### Stated goal
Copy every item below character for character, without changing anything.

Items excerpted from a collection:
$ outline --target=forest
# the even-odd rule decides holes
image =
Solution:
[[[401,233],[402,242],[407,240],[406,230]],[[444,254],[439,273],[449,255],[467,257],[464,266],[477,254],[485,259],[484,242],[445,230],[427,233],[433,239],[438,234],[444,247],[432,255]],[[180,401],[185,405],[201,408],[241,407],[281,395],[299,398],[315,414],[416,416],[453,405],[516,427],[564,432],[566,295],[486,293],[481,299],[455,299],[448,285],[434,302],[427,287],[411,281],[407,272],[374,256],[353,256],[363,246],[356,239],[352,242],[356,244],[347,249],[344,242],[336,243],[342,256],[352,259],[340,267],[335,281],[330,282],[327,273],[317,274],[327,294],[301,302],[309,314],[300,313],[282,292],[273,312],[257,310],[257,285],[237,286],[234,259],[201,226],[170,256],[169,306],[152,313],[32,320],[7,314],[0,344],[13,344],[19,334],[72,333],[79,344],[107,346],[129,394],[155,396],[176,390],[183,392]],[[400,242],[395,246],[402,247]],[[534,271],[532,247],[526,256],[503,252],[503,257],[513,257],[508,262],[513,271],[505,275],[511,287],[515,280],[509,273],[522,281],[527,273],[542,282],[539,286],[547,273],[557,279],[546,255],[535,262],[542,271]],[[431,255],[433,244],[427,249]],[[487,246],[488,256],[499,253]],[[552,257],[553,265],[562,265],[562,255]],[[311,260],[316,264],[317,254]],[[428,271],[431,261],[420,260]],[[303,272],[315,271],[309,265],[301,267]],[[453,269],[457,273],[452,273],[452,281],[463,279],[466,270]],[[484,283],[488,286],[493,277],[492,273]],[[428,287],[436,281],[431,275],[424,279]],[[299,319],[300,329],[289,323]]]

### Response
$ outline --target=forest
# the even-odd rule decides holes
image =
Solution:
[[[401,233],[402,242],[407,240],[406,230]],[[444,254],[439,273],[449,255],[467,257],[464,266],[477,254],[485,259],[484,242],[445,230],[427,233],[433,239],[438,234],[444,247],[432,255]],[[180,401],[185,405],[201,408],[241,407],[281,395],[299,398],[315,414],[416,416],[453,405],[516,427],[564,432],[566,295],[486,293],[481,299],[455,299],[448,285],[434,302],[427,287],[411,281],[407,272],[374,256],[353,256],[363,246],[356,239],[352,242],[356,244],[347,249],[344,242],[336,243],[342,256],[352,259],[340,267],[335,281],[330,282],[327,273],[317,274],[327,294],[301,302],[309,314],[300,313],[282,292],[273,312],[257,310],[257,285],[237,286],[234,259],[201,226],[170,256],[169,306],[152,313],[32,320],[7,314],[0,344],[13,344],[19,334],[72,333],[79,344],[107,346],[129,394],[155,396],[176,390],[183,392]],[[400,242],[395,246],[402,247]],[[534,271],[532,247],[526,256],[503,252],[503,257],[513,257],[508,262],[513,271],[505,275],[511,287],[515,280],[509,273],[522,281],[527,273],[542,282],[539,286],[547,273],[557,279],[546,255],[535,262],[542,271]],[[431,255],[433,244],[427,249]],[[487,246],[488,256],[499,253]],[[552,257],[553,265],[562,265],[562,255]],[[311,260],[316,264],[317,254]],[[428,271],[431,261],[420,260]],[[303,272],[315,271],[309,265],[301,267]],[[453,269],[457,273],[452,273],[452,281],[463,279],[466,270]],[[484,283],[488,286],[493,277],[492,273]],[[428,287],[436,281],[431,275],[424,279]],[[299,319],[300,329],[289,323]]]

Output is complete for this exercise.